• _Given task_:
Reproduce each of the lines word for word.

• _Records for processing_:

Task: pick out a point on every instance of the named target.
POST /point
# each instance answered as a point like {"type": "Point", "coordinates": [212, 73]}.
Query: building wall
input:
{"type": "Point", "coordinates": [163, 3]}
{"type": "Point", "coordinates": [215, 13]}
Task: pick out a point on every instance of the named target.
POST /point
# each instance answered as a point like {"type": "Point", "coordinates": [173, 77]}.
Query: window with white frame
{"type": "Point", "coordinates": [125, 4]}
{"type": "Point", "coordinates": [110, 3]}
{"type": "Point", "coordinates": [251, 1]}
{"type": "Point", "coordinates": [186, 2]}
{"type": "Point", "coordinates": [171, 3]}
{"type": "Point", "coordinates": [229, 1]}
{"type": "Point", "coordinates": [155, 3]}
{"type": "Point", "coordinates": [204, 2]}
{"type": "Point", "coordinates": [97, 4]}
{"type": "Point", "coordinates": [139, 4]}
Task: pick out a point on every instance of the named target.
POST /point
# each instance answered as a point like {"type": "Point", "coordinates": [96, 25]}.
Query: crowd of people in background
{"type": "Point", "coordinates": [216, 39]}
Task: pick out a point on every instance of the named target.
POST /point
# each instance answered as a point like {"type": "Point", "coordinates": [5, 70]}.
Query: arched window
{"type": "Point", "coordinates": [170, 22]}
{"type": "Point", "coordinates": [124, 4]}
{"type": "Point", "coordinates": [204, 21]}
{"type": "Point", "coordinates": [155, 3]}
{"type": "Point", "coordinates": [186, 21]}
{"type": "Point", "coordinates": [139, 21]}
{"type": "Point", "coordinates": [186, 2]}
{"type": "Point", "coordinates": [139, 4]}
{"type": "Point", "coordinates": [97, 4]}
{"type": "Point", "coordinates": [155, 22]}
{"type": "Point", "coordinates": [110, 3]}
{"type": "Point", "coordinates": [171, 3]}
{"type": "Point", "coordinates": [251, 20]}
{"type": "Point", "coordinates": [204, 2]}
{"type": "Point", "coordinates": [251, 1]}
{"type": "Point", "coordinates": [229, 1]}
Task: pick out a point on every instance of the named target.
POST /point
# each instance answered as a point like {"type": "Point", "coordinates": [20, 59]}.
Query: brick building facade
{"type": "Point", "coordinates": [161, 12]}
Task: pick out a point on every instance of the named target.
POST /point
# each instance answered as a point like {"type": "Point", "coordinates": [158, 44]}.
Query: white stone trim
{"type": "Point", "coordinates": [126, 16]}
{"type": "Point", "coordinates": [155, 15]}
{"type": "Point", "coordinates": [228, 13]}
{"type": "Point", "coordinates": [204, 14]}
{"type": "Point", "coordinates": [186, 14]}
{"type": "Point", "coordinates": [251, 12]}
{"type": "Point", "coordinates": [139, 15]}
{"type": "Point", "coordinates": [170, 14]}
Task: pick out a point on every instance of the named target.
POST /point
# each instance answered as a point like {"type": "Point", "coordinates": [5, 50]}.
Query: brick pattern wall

• _Output below_:
Task: pick out a point on every instance of the named target.
POST /point
# each instance answered as a point like {"type": "Point", "coordinates": [212, 73]}.
Query: building wall
input:
{"type": "Point", "coordinates": [163, 3]}
{"type": "Point", "coordinates": [215, 13]}
Task: pick out a point on every instance of the named target.
POST /point
# each instance answered as a point like {"type": "Point", "coordinates": [173, 77]}.
Query: window with white frame
{"type": "Point", "coordinates": [125, 4]}
{"type": "Point", "coordinates": [110, 3]}
{"type": "Point", "coordinates": [251, 1]}
{"type": "Point", "coordinates": [186, 2]}
{"type": "Point", "coordinates": [171, 3]}
{"type": "Point", "coordinates": [229, 1]}
{"type": "Point", "coordinates": [155, 3]}
{"type": "Point", "coordinates": [204, 2]}
{"type": "Point", "coordinates": [97, 4]}
{"type": "Point", "coordinates": [139, 4]}
Task: pick out a point on every instance of the named target.
POST /point
# each instance answered as a point like {"type": "Point", "coordinates": [96, 25]}.
Query: crowd of people in background
{"type": "Point", "coordinates": [216, 39]}
Task: pick out a point on every instance of the named target.
POST /point
# each instance answered as a point like {"type": "Point", "coordinates": [5, 70]}.
Query: arched window
{"type": "Point", "coordinates": [170, 22]}
{"type": "Point", "coordinates": [124, 4]}
{"type": "Point", "coordinates": [204, 21]}
{"type": "Point", "coordinates": [155, 3]}
{"type": "Point", "coordinates": [186, 21]}
{"type": "Point", "coordinates": [139, 21]}
{"type": "Point", "coordinates": [186, 2]}
{"type": "Point", "coordinates": [139, 4]}
{"type": "Point", "coordinates": [97, 4]}
{"type": "Point", "coordinates": [155, 22]}
{"type": "Point", "coordinates": [110, 3]}
{"type": "Point", "coordinates": [171, 3]}
{"type": "Point", "coordinates": [251, 20]}
{"type": "Point", "coordinates": [204, 2]}
{"type": "Point", "coordinates": [251, 1]}
{"type": "Point", "coordinates": [229, 1]}
Task: pick out a point on every instance of the named target.
POST /point
# each instance answered as a point like {"type": "Point", "coordinates": [20, 59]}.
Query: brick building facade
{"type": "Point", "coordinates": [161, 12]}
Task: pick out a point on every instance of the named target.
POST /point
# each instance answered as a point like {"type": "Point", "coordinates": [158, 44]}.
Query: white stone trim
{"type": "Point", "coordinates": [126, 16]}
{"type": "Point", "coordinates": [155, 15]}
{"type": "Point", "coordinates": [228, 13]}
{"type": "Point", "coordinates": [204, 14]}
{"type": "Point", "coordinates": [186, 14]}
{"type": "Point", "coordinates": [251, 12]}
{"type": "Point", "coordinates": [139, 15]}
{"type": "Point", "coordinates": [170, 14]}
Task: pick out a point on every instance of the named target.
POST /point
# each instance answered as a point like {"type": "Point", "coordinates": [5, 50]}.
Query: brick pattern wall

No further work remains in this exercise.